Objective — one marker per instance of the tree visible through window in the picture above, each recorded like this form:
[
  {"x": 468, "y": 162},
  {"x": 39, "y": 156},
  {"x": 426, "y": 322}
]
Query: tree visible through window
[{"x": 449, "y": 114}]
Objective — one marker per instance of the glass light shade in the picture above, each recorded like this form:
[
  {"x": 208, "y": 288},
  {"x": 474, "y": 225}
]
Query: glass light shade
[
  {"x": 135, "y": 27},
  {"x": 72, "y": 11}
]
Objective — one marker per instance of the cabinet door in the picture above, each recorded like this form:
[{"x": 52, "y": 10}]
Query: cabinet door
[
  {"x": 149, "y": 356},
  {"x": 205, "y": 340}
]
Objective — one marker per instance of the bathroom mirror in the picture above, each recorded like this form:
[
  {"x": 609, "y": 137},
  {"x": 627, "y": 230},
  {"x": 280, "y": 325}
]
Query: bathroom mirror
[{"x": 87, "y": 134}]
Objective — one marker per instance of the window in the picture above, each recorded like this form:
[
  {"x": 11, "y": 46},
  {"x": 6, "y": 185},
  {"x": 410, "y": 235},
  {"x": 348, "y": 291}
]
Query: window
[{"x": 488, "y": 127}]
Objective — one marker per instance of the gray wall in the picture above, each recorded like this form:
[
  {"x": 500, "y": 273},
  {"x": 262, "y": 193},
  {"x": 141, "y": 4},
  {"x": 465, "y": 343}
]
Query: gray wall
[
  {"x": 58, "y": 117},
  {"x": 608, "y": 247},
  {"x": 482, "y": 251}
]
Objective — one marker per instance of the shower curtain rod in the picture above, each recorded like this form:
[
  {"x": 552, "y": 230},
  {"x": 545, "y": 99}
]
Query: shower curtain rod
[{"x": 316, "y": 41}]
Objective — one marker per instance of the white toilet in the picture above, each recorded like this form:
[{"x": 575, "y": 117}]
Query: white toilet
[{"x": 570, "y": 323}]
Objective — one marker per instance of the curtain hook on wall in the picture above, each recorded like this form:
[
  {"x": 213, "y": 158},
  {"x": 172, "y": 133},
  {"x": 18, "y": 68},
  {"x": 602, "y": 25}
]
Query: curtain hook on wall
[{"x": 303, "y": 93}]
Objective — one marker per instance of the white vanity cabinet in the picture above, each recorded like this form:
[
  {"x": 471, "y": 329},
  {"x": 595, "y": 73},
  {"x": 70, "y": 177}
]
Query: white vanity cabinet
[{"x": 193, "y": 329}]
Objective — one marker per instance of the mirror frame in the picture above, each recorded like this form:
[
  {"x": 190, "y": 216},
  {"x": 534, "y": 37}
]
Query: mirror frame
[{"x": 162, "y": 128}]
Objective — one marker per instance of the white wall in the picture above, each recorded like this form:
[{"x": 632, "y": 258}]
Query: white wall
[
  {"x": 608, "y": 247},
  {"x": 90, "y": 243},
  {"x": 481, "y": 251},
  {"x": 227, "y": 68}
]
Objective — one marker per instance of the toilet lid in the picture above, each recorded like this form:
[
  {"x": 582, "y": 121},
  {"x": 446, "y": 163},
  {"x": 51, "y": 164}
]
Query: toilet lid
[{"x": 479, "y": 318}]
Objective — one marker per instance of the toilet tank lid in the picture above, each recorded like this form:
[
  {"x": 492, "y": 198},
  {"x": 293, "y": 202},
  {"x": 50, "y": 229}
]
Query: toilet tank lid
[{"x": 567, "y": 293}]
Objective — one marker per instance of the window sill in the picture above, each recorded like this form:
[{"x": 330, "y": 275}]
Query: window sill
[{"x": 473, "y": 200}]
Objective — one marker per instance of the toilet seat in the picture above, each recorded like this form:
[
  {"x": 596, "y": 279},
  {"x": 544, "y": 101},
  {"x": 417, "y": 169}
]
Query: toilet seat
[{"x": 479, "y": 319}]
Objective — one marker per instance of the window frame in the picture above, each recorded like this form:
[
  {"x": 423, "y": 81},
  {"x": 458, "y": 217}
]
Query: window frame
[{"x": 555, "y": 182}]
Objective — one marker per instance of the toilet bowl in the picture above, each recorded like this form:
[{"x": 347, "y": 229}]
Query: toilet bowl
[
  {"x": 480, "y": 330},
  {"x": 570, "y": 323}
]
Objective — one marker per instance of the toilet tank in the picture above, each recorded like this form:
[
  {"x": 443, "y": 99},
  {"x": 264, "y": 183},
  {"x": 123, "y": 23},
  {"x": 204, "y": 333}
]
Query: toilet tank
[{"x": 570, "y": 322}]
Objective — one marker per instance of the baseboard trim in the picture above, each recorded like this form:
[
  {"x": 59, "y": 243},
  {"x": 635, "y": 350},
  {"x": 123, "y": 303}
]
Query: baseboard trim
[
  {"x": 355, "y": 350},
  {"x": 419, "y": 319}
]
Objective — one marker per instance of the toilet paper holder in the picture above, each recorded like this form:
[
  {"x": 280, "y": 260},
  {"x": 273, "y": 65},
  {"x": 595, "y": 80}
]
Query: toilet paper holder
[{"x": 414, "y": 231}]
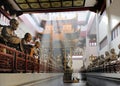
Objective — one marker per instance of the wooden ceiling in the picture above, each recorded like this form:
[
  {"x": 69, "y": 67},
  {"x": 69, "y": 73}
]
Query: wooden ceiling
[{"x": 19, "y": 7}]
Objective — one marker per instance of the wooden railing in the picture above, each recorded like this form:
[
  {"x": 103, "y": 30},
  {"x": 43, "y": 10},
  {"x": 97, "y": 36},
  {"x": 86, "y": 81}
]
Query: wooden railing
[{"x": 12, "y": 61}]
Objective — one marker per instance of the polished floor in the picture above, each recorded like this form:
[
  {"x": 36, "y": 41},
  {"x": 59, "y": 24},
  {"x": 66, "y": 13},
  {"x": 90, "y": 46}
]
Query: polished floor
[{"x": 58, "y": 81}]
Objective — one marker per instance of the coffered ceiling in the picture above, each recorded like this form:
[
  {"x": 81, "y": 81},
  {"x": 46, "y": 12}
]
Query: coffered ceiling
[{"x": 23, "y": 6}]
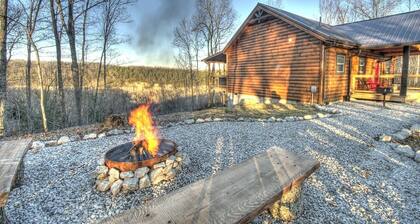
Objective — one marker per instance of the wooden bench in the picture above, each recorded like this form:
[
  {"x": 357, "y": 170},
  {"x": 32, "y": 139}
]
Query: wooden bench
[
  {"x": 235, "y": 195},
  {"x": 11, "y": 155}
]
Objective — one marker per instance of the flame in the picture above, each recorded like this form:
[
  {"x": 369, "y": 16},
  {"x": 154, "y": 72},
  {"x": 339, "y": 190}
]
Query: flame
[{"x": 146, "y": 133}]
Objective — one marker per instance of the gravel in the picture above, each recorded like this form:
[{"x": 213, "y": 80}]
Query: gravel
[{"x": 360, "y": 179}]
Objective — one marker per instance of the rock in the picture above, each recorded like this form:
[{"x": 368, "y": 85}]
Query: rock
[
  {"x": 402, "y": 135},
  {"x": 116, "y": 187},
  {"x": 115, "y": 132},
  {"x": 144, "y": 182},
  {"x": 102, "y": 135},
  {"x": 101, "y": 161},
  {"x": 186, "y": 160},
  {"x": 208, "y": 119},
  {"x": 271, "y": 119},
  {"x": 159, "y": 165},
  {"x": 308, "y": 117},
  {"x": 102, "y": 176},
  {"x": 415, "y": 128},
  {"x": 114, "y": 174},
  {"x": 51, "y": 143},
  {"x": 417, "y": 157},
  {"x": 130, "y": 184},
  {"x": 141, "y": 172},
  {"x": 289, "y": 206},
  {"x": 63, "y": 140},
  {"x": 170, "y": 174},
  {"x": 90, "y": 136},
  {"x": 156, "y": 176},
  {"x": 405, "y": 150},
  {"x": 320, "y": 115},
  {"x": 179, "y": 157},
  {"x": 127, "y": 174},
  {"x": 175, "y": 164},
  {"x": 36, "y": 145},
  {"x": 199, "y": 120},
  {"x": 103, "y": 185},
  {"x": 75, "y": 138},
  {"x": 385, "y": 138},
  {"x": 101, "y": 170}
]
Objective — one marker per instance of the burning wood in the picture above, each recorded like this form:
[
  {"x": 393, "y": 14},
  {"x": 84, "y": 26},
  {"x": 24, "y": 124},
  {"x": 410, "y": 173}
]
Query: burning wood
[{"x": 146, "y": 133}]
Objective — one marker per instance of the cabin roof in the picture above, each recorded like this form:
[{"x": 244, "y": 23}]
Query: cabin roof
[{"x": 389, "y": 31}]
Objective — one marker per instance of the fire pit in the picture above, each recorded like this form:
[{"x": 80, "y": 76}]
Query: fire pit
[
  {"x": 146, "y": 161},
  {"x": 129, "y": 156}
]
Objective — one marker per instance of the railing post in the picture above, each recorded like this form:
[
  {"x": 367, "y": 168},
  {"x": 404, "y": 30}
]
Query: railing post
---
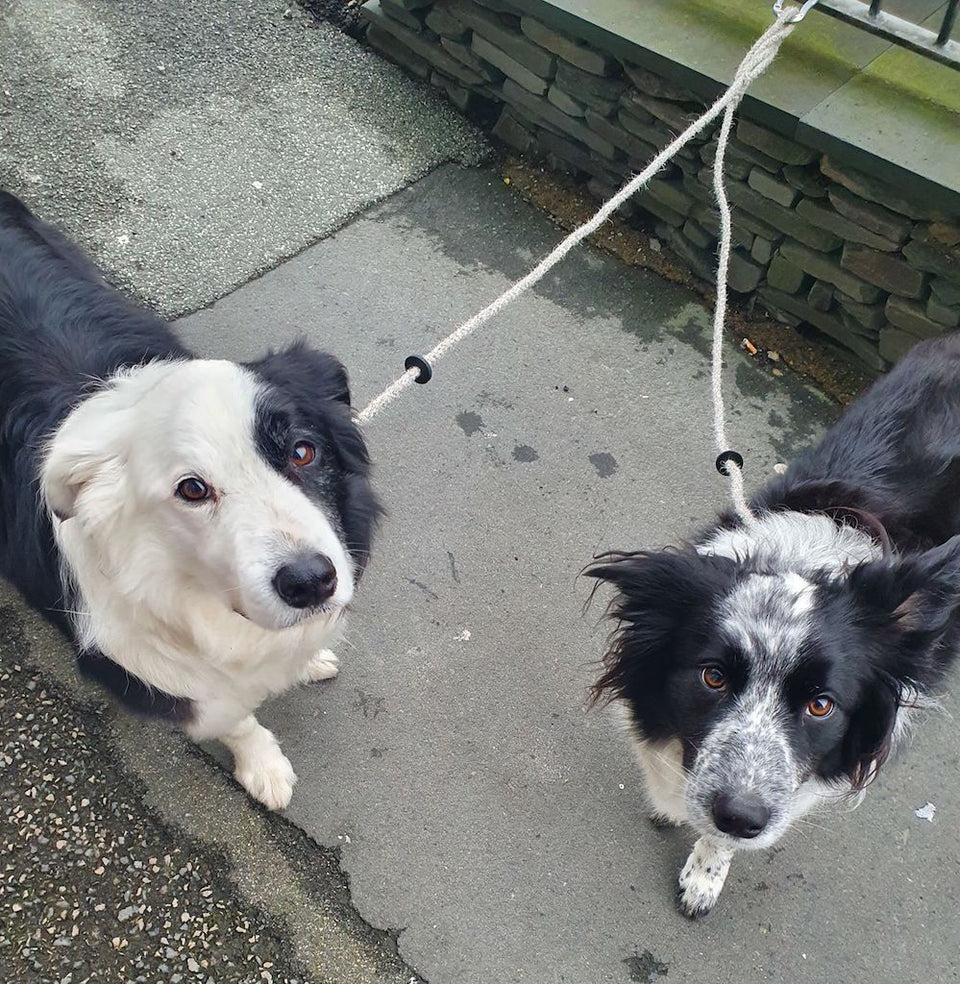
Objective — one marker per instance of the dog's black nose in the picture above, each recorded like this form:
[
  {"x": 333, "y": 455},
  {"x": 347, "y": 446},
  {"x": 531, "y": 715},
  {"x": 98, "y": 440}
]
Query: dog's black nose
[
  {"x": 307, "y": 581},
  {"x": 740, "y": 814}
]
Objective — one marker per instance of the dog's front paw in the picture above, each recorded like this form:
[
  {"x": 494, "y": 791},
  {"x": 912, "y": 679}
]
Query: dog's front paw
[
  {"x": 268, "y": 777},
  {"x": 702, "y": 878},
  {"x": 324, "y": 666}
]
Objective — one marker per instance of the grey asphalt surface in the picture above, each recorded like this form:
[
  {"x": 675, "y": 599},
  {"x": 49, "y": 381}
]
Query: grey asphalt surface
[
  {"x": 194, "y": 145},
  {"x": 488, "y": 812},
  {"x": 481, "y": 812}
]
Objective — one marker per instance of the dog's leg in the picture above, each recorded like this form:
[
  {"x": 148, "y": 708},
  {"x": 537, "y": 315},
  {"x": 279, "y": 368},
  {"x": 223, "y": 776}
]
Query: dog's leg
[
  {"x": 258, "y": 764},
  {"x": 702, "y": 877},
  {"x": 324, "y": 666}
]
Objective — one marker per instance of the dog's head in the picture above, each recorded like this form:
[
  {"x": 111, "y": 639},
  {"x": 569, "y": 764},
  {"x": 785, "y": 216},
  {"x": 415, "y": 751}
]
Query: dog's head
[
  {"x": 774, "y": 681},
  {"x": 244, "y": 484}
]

Aim of the task. Copy every line of the records above that contains the word "shower", where case counts.

Answer to this task.
Objective — one marker per instance of the shower curtain rod in the picture above, each recorded like this form:
Query: shower curtain rod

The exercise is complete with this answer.